**Written problem**
Express the rows below as a Markdown table with the columns Number and Content. Give each line its row number and its text, and omit blank lines.

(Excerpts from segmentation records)
## Start

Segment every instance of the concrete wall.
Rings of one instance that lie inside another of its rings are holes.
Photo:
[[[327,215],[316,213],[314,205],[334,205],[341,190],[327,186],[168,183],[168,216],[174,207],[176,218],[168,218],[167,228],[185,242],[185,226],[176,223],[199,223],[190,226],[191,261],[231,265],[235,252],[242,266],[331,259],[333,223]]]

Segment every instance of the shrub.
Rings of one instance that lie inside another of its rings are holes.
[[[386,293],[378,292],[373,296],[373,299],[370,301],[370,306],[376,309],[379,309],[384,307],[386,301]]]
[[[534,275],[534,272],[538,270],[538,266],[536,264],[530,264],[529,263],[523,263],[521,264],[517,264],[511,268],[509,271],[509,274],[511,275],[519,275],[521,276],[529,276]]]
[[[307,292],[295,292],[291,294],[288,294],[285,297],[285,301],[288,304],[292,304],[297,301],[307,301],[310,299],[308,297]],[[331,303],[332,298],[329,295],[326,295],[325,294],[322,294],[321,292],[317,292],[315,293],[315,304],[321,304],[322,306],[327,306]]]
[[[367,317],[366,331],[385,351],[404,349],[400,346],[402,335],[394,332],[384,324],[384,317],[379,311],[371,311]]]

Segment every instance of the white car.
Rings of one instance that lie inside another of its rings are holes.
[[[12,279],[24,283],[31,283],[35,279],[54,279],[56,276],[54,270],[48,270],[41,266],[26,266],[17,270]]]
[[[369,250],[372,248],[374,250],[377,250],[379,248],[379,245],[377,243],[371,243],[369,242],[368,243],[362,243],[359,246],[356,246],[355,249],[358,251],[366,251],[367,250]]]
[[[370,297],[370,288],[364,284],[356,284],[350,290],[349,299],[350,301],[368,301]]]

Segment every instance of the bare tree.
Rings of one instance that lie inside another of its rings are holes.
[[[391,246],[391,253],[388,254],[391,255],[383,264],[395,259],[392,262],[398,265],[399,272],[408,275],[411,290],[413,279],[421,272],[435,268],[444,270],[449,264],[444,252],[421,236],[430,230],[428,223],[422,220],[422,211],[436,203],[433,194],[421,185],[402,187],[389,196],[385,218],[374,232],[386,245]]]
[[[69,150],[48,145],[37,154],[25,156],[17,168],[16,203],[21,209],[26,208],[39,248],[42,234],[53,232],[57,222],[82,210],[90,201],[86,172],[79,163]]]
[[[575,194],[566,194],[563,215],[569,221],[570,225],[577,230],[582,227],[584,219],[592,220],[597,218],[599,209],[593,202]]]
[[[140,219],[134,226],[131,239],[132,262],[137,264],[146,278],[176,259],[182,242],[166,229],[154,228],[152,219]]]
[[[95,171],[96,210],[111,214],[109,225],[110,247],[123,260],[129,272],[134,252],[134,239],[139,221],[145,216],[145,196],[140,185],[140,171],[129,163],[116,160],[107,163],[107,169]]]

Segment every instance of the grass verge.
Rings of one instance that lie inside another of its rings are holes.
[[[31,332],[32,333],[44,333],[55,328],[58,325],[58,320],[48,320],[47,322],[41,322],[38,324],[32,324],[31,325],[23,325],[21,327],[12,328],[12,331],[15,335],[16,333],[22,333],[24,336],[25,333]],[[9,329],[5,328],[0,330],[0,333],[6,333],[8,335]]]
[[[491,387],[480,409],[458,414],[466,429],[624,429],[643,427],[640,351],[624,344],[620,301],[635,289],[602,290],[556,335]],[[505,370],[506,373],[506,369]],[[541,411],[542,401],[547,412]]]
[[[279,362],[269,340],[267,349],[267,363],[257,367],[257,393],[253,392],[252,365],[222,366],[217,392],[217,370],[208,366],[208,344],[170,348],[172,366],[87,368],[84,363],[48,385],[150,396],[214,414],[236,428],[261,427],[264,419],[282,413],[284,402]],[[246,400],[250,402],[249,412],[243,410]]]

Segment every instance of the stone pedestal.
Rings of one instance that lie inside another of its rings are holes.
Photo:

## End

**Full output**
| Number | Content |
|---|---|
| 1 | Segment every instance of the concrete wall. |
| 2 | Rings of one instance that lie inside another of its rings are holes. |
| 3 | Photo: |
| 4 | [[[327,215],[316,213],[314,205],[334,205],[341,190],[327,186],[168,183],[168,216],[174,207],[176,218],[168,218],[167,228],[185,242],[185,226],[176,223],[199,223],[190,226],[191,261],[231,265],[235,252],[242,266],[331,259],[333,223]]] |
| 5 | Segment every instance of the shrub. |
| 6 | Rings of one instance that lie inside another of its rings are holes. |
| 7 | [[[386,293],[378,292],[373,296],[373,299],[370,301],[370,306],[376,309],[379,309],[384,307],[386,301]]] |
| 8 | [[[534,275],[534,272],[538,270],[538,266],[536,264],[530,264],[529,263],[523,263],[521,264],[517,264],[511,268],[509,271],[509,274],[511,275],[519,275],[521,276],[529,276]]] |
| 9 | [[[307,292],[295,292],[291,294],[288,294],[285,297],[285,301],[288,304],[292,304],[297,301],[307,301],[310,299],[308,297]],[[331,303],[332,298],[329,295],[326,295],[325,294],[322,294],[321,292],[317,292],[315,293],[315,304],[321,304],[322,306],[327,306]]] |
| 10 | [[[367,317],[366,331],[385,351],[404,349],[400,346],[402,335],[394,332],[384,324],[384,317],[379,311],[371,311]]] |
| 11 | Segment every instance of the white car. |
| 12 | Rings of one instance that lie inside another of its rings are holes. |
| 13 | [[[12,279],[24,283],[31,283],[35,279],[54,279],[56,276],[54,270],[48,270],[41,266],[26,266],[17,270]]] |
| 14 | [[[369,250],[372,248],[374,250],[377,250],[379,248],[379,245],[377,243],[371,243],[369,242],[368,243],[362,243],[359,246],[356,246],[355,249],[358,251],[366,251],[367,250]]] |
| 15 | [[[370,297],[370,288],[364,284],[356,284],[350,290],[349,299],[350,301],[368,301]]] |
| 16 | Segment every instance of the bare tree. |
| 17 | Rings of one instance that lie inside another of its rings are holes. |
| 18 | [[[391,246],[391,253],[388,254],[391,255],[383,264],[395,259],[392,262],[398,265],[399,272],[408,275],[411,290],[413,279],[421,272],[435,268],[444,270],[449,264],[444,252],[421,236],[430,230],[428,223],[422,220],[422,211],[436,203],[433,194],[421,185],[402,187],[389,196],[385,218],[374,232],[386,245]]] |
| 19 | [[[69,150],[48,145],[37,154],[25,156],[17,168],[16,203],[21,209],[26,208],[39,248],[42,234],[53,232],[57,222],[82,210],[90,201],[86,172],[79,163]]] |
| 20 | [[[575,194],[566,194],[563,215],[569,221],[570,225],[577,230],[582,227],[584,219],[592,220],[597,218],[599,209],[593,202]]] |
| 21 | [[[140,219],[134,226],[131,239],[132,262],[137,264],[146,278],[176,259],[182,242],[166,229],[154,228],[152,219]]] |
| 22 | [[[95,171],[96,210],[111,214],[109,225],[110,247],[123,260],[129,272],[134,252],[134,239],[139,221],[145,216],[145,196],[140,185],[140,171],[129,163],[116,160],[107,163],[107,169]]] |
| 23 | Segment every instance of the grass verge. |
| 24 | Rings of one instance that lie inside another of its rings are holes. |
| 25 | [[[31,332],[32,333],[44,333],[55,328],[58,325],[58,320],[48,320],[47,322],[41,322],[38,324],[32,324],[31,325],[23,325],[21,327],[12,328],[12,331],[15,335],[16,333],[22,333],[24,336],[25,333]],[[9,329],[5,328],[0,330],[0,333],[6,333],[8,335]]] |
| 26 | [[[491,387],[480,409],[458,414],[466,429],[624,429],[643,427],[640,351],[624,344],[620,301],[635,289],[602,290],[556,335]],[[505,370],[506,373],[506,369]],[[541,411],[542,401],[547,412]]] |
| 27 | [[[279,362],[269,340],[267,349],[267,363],[257,367],[257,393],[253,392],[252,365],[222,366],[217,392],[217,370],[208,366],[208,344],[170,348],[172,366],[87,368],[84,363],[48,385],[150,396],[214,414],[236,428],[261,427],[264,419],[282,413],[284,402]],[[246,400],[250,402],[249,412],[243,410]]] |
| 28 | Segment every instance of the stone pedestal. |
| 29 | Rings of one instance that lie inside another of its rings are holes. |
| 30 | Photo: |